Data records:
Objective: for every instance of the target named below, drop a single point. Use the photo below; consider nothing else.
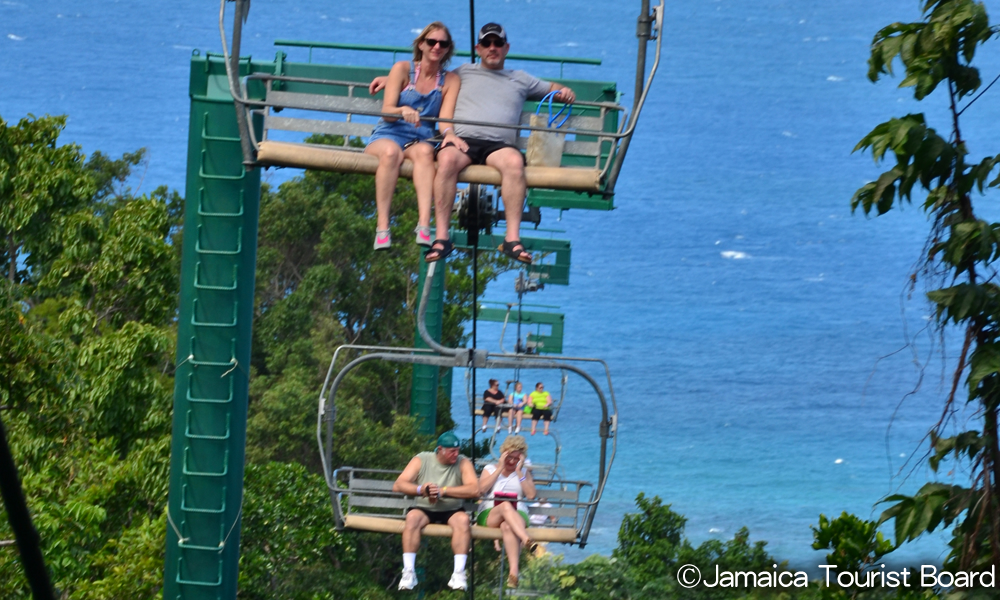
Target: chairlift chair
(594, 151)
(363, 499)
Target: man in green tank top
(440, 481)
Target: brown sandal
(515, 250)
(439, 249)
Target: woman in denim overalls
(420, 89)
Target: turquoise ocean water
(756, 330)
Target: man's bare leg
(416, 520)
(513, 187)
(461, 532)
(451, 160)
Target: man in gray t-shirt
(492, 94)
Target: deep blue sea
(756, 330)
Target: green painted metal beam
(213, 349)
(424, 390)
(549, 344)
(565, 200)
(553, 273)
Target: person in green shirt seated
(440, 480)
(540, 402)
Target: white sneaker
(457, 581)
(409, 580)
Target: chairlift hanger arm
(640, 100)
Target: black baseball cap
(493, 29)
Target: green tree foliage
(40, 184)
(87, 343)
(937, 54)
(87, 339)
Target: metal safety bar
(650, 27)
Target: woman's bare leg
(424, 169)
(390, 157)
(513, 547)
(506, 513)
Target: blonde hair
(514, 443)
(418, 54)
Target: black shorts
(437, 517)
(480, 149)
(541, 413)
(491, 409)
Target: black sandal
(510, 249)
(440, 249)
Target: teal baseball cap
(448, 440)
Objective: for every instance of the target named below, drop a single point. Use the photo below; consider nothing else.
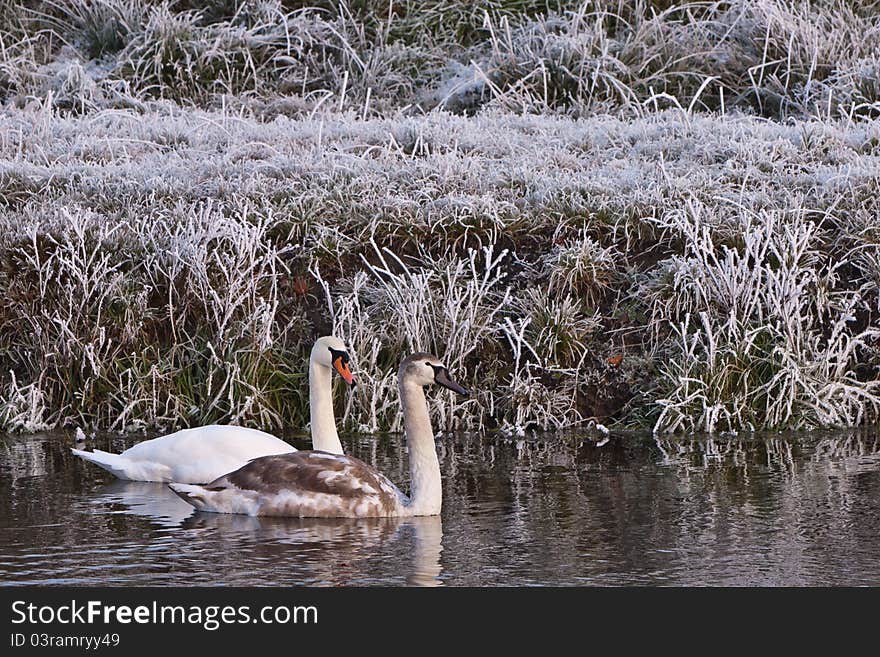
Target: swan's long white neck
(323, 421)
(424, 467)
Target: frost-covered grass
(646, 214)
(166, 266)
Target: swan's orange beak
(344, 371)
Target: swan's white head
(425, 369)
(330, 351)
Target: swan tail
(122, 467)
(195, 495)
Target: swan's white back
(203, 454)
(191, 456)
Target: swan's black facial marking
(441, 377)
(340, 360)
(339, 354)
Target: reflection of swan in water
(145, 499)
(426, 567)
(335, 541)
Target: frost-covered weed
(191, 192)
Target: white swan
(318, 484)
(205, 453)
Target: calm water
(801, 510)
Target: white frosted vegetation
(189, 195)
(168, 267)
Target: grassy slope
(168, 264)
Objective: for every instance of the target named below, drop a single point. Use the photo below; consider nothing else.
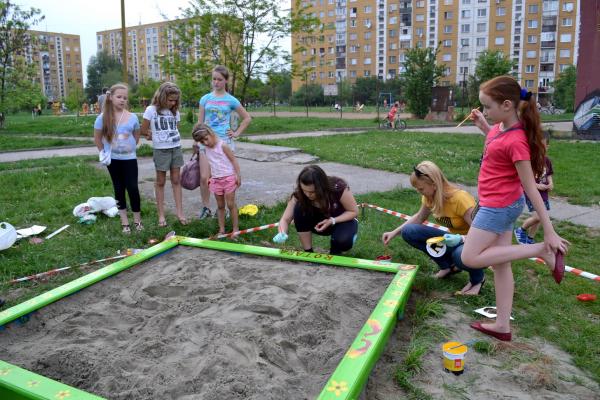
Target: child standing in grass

• [Directions]: Take the line that holds "Target: white frosted vegetation" as the start and the last line of the data as the end. Copy only those lines exactly, both ends included, except the pictures.

• [Written answer]:
Target: white frosted vegetation
(189, 195)
(168, 267)
Target: grassy slope
(168, 264)
Objective: for every instance of the target named below, drop a single point. Use the photo below; consider nothing else.
Target: child standing in grass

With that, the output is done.